**** Teks Bacaan ****

Analisis Media Online & Media Cetak Indonesia
ANALISIS ISI
&
STUDI PERBANDINGAN BERITA
detik.comVS KOMPAS
1.
TUJUAN
PENGANALISISAN
Analisis isi dan studi perbandingan yang
dilakukan oleh penulis terhadap dua media beda bentuk fisiknya, yakni media
cetak KOMPAS dan media online detik.com, memiliki beberapa tujuan. Di antaranya
:
·
Untuk mengetahui perbedaan
antara media cetak dengan media online di Indonesia.
·
Untuk mengungkapkan rahasia di balik
perbedaan media dalam pengungkapan fakta dalam pemberitaannya, mulai dari jenis
tulisan, gaya penulisan, serta berpedoman pada aturan yang terdapat pada
jurnalistik online.
2. HASIL
ANALISIS ISI BERITA PADA SELASA, 2 OKTOBER 2012
Ø JENIS
TULISAN
Tulisan
yang penulis pilih pada kedua media ini sama-sama merupakan berita. Untuk
berita Irjen Djoko Susilo akan Penuhi Panggilan Kedua KPK pada media online, termasuk berita headlines/berita utama pada Selasa, 2
Oktober 2012. Sedangkan berita Djoko Dipanggil Jumat, Mahkamah Agung
Akan Tolak Permintaan Fatwa pada media cetak, termasuk berita pada halaman 2 di
rubrik POLITIK & HUKUM pada Selasa, 2 Oktober 2012. Kedua berita ini sudah
mengandung unsure 5 W + 1 H, pada media online lebih mengulas unsur What dan
Who, pada media cetak lebih mendalam dengan unsure Why dan How. Untuk sistematika tulisan berita pada kedua
media ini sudah sesuai dengan sistematika penulisan berita, yakni ada Head/Judul,
Lead/Alinea Pertama, Body/Isi Berita.
Ø STRUKTUR
ISI DAN GAYA PENULISAN BERITA detik.com VS KOMPAS (berpedoman pada ATURAN PADA
JURNALISTIK ONLINE)
Berita di media online tidak terlalu
mendalam. Dia lebih up to date. Pada
kasus berita yang sama di hari yang sama ini, media online lebih maju setahap
informasinya. Dia memberikan jawaban atas berita pada media cetak di hari yang
sama. Dan informasi terbaru ini diletakkan pada paragraf pertama. Ini sangat
sesuai dengan gaya penulisan pada jurnalistik online dan jurnalistik pada
umumnya, mengutamakan yang penting di atas (prinsip piramida terbalik).

****

(Instruksi Tertulis 1) Tuliskan kembali bagian teks analisis berita yang dibuka dengan kata-kata "Berita di media" dan ditutup dengan "(prinsip piramida terbalik).", tanpa mengubah apa pun.
Entri-entri ini sama sekali tidak berhubungan dengan teks analisis berita.

**** Informasi yang Diberikan ****

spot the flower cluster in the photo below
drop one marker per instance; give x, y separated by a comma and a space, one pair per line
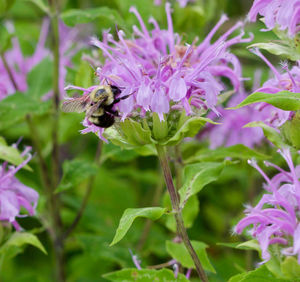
287, 81
282, 13
16, 67
231, 132
275, 218
14, 195
161, 74
182, 3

****

(Instruksi Tertulis 2) Skalakan semua entri berisi koordinat titik di atas: tulis ulang seluruh barisnya, termasuk permintaannya, dengan setiap koordinat x dan y pada jawaban dikalikan 1,3 lalu dibulatkan ke bilangan bulat terdekat (nilai setengah dibulatkan ke atas). Gambar tidak perlu dicantumkan dalam jawaban.

(Hasil Latihan 1)
Berita di media online tidak terlalu
mendalam. Dia lebih up to date. Pada
kasus berita yang sama di hari yang sama ini, media online lebih maju setahap
informasinya. Dia memberikan jawaban atas berita pada media cetak di hari yang
sama. Dan informasi terbaru ini diletakkan pada paragraf pertama. Ini sangat
sesuai dengan gaya penulisan pada jurnalistik online dan jurnalistik pada
umumnya, mengutamakan yang penting di atas (prinsip piramida terbalik).

(Hasil Latihan 2)
spot the flower cluster in the photo below
drop one marker per instance; give x, y separated by a comma and a space, one pair per line
373, 105
367, 17
21, 87
300, 172
358, 283
18, 254
209, 96
237, 4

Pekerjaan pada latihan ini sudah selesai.